[JOB]
Rewrite every item with "single marker" changed to "single point" and nothing else altered.

** begin EXTRACTED INFORMATION **

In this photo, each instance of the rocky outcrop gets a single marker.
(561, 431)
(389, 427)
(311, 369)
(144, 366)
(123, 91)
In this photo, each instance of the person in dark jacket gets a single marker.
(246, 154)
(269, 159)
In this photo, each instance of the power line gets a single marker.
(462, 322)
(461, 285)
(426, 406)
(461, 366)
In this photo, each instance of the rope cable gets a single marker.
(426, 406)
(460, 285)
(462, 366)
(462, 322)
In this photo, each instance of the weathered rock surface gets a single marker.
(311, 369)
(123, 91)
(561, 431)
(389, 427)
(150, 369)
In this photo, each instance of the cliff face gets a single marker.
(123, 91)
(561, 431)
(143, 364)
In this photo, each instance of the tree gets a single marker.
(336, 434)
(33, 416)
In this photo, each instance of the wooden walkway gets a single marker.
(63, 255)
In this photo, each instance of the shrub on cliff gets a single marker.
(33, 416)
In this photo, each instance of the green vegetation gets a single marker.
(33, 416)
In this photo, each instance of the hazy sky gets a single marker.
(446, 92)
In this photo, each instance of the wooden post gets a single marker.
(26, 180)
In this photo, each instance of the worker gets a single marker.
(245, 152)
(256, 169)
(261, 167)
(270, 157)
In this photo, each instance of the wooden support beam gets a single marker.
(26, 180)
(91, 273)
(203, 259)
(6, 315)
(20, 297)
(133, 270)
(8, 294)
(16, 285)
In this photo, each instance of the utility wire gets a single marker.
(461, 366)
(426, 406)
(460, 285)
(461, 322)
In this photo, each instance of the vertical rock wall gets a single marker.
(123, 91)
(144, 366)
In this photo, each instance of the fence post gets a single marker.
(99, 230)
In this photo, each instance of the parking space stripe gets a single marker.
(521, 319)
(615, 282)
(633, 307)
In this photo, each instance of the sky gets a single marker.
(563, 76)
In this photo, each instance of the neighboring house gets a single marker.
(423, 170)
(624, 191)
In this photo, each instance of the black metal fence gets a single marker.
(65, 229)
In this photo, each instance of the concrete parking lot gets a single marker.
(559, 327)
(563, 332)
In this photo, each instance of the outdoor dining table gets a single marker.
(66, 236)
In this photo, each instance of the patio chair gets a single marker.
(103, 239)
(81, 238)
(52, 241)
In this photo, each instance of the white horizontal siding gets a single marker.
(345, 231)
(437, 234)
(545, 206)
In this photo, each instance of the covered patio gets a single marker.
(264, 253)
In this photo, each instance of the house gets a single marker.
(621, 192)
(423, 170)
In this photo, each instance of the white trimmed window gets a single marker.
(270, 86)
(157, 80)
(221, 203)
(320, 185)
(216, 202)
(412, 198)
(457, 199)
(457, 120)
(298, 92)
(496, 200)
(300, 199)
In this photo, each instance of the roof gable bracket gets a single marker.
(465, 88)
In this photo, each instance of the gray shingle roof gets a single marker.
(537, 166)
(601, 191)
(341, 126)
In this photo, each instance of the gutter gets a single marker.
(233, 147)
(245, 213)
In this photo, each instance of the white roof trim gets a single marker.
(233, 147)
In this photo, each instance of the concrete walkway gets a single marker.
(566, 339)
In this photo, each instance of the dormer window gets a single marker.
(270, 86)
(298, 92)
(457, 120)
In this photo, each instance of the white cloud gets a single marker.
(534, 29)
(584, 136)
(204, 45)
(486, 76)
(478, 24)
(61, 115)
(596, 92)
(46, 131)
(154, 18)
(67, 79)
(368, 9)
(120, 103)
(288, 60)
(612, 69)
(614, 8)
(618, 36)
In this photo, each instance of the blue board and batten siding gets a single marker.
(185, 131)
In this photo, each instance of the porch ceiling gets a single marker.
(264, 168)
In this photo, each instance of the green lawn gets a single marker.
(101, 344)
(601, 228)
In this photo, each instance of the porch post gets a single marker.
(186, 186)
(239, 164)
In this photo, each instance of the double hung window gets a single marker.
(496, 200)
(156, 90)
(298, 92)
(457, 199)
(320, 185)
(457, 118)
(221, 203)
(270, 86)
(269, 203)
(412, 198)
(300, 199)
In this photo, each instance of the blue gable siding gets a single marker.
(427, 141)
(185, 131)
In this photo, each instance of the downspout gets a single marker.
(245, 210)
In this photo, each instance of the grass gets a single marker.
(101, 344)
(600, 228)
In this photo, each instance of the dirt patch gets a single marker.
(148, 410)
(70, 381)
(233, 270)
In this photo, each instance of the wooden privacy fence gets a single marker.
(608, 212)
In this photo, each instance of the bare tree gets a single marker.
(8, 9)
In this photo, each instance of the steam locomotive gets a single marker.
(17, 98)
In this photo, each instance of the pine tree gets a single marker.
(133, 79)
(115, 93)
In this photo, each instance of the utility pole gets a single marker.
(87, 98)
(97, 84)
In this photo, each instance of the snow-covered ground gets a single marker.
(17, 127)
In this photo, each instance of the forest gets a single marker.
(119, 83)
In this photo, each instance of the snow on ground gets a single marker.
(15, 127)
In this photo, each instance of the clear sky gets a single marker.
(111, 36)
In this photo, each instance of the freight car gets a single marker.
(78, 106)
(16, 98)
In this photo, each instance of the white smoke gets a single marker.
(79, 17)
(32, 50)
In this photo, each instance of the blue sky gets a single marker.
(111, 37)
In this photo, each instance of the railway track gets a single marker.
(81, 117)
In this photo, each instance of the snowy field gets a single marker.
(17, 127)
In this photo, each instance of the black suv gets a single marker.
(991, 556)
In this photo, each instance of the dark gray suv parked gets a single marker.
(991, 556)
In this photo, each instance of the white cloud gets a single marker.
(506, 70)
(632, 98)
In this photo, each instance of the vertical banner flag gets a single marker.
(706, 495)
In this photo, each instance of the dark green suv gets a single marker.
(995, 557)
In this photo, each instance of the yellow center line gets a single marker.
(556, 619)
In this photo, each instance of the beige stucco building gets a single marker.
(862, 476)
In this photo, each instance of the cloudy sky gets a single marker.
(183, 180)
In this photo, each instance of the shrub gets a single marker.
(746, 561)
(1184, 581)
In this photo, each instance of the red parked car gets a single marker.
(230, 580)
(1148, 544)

** end EXTRACTED INFORMATION **

[FINAL ANSWER]
In this photo, each instance of the rocky outcrop gets a single point.
(561, 431)
(389, 427)
(311, 369)
(144, 366)
(123, 91)
In this photo, each instance of the person in dark jacket gets a single point.
(246, 154)
(269, 159)
In this photo, each instance of the power line gets a single point.
(462, 322)
(461, 285)
(426, 406)
(461, 366)
In this photo, each instance of the rope cable gets a single point.
(426, 406)
(460, 285)
(462, 366)
(462, 322)
In this photo, each instance of the weathered rock surface gets a single point.
(311, 369)
(123, 91)
(561, 431)
(389, 427)
(150, 369)
In this photo, each instance of the cliff face gets a single point.
(123, 91)
(561, 431)
(143, 364)
In this photo, each instance of the tree gets a single point.
(336, 434)
(33, 416)
In this photo, each instance of the wooden walkway gets a single point.
(63, 255)
In this photo, each instance of the shrub on cliff gets a single point.
(33, 416)
In this photo, each instance of the green vegetation gets a single point.
(33, 416)
In this photo, each instance of the hazy sky gets a single point.
(446, 92)
In this photo, each instance of the wooden post gets a single point.
(26, 180)
In this photo, each instance of the worker gets a single point.
(245, 152)
(256, 169)
(261, 167)
(270, 157)
In this photo, each instance of the wooden support beam gets a single point.
(26, 180)
(91, 273)
(203, 259)
(6, 315)
(20, 297)
(133, 270)
(8, 294)
(16, 285)
In this photo, each instance of the utility wire gets a single point.
(461, 366)
(426, 406)
(460, 285)
(461, 322)
In this photo, each instance of the vertical rock wall gets a single point.
(123, 91)
(144, 366)
In this photo, each instance of the fence post gets a single point.
(99, 230)
In this photo, each instance of the parking space stripe gets a single point.
(521, 319)
(615, 282)
(633, 307)
In this photo, each instance of the sky gets a single point.
(563, 76)
In this photo, each instance of the neighboring house gets a single point.
(423, 170)
(624, 191)
In this photo, each instance of the black metal fence gets a single point.
(65, 229)
In this photo, each instance of the concrete parking lot gets a single point.
(559, 327)
(563, 332)
In this photo, each instance of the outdoor dining table gets a single point.
(66, 236)
In this photo, each instance of the patio chair gets a single point.
(103, 239)
(81, 238)
(52, 241)
In this photo, each instance of the white horizontal siding gets a single point.
(345, 231)
(437, 234)
(545, 206)
In this photo, each instance of the covered patio gets a single point.
(264, 253)
In this photo, each instance of the house gets a single point.
(621, 192)
(423, 170)
In this photo, each instance of the white trimmed window gets a single point.
(270, 86)
(157, 80)
(221, 203)
(320, 185)
(216, 202)
(412, 198)
(457, 199)
(457, 120)
(298, 92)
(496, 200)
(300, 199)
In this photo, each instance of the roof gable bracket gets a single point.
(465, 88)
In this photo, each instance of the gray shingle roof gets a single point.
(537, 166)
(601, 191)
(341, 126)
In this photo, each instance of the gutter gets a single point.
(233, 147)
(245, 213)
In this photo, each instance of the white roof trim gets a single point.
(233, 147)
In this photo, each instance of the concrete walkway gets a single point.
(566, 339)
In this photo, each instance of the dormer window gets a single point.
(270, 86)
(298, 92)
(457, 120)
In this photo, each instance of the white cloud gets a single point.
(534, 29)
(584, 136)
(204, 45)
(486, 76)
(478, 24)
(61, 115)
(596, 92)
(46, 131)
(154, 18)
(67, 79)
(368, 9)
(120, 103)
(288, 60)
(612, 69)
(614, 8)
(618, 36)
In this photo, each instance of the blue board and batten siding gets a single point.
(185, 131)
In this photo, each instance of the porch ceiling gets a single point.
(264, 168)
In this photo, each instance of the green lawn gets a single point.
(101, 344)
(601, 228)
In this photo, each instance of the porch post gets a single point.
(186, 186)
(239, 164)
In this photo, each instance of the double hung window gets a single point.
(496, 200)
(156, 90)
(298, 92)
(457, 199)
(320, 185)
(457, 118)
(221, 203)
(270, 86)
(269, 203)
(412, 198)
(300, 199)
In this photo, each instance of the blue gable siding gets a single point.
(427, 141)
(185, 131)
In this photo, each instance of the downspout gets a single point.
(245, 210)
In this photo, each instance of the grass gets a single point.
(101, 344)
(600, 228)
In this photo, each instance of the dirt patch gets a single point.
(148, 410)
(70, 381)
(233, 270)
In this photo, each instance of the wooden privacy fence gets a single point.
(608, 212)
In this photo, each instance of the bare tree gets a single point.
(8, 9)
In this photo, each instance of the steam locomotive gets a single point.
(17, 98)
In this photo, each instance of the pine tree gets a single point.
(133, 79)
(115, 93)
In this photo, each instance of the utility pole gets a single point.
(87, 98)
(97, 84)
In this photo, each instance of the snow-covered ground gets a single point.
(17, 127)
In this photo, each instance of the forest gets a single point.
(119, 83)
In this photo, each instance of the snow on ground gets a single point.
(15, 127)
In this photo, each instance of the clear sky gets a single point.
(111, 36)
In this photo, each instance of the freight car gets a single point.
(78, 106)
(16, 98)
In this photo, each instance of the white smoke gets a single point.
(79, 17)
(32, 50)
In this photo, each instance of the blue sky gets a single point.
(111, 37)
In this photo, each instance of the railway track gets a single point.
(81, 117)
In this photo, each instance of the snowy field gets a single point.
(17, 127)
In this photo, each instance of the black suv gets a single point.
(991, 556)
In this photo, each instance of the dark gray suv parked gets a single point.
(991, 556)
In this photo, each instance of the white cloud gets a single point.
(506, 70)
(632, 98)
In this photo, each instance of the vertical banner flag gets a single point.
(706, 495)
In this photo, each instance of the dark green suv gets a single point.
(995, 557)
In this photo, each instance of the yellow center line gets a single point.
(556, 619)
In this photo, each instance of the beige stucco building gets a single point.
(862, 476)
In this photo, each instance of the cloudy sky gets a single point.
(183, 180)
In this photo, each instance of the shrub gets a single point.
(746, 561)
(1184, 581)
In this photo, each instance of the red parked car gets a single point.
(230, 580)
(1148, 544)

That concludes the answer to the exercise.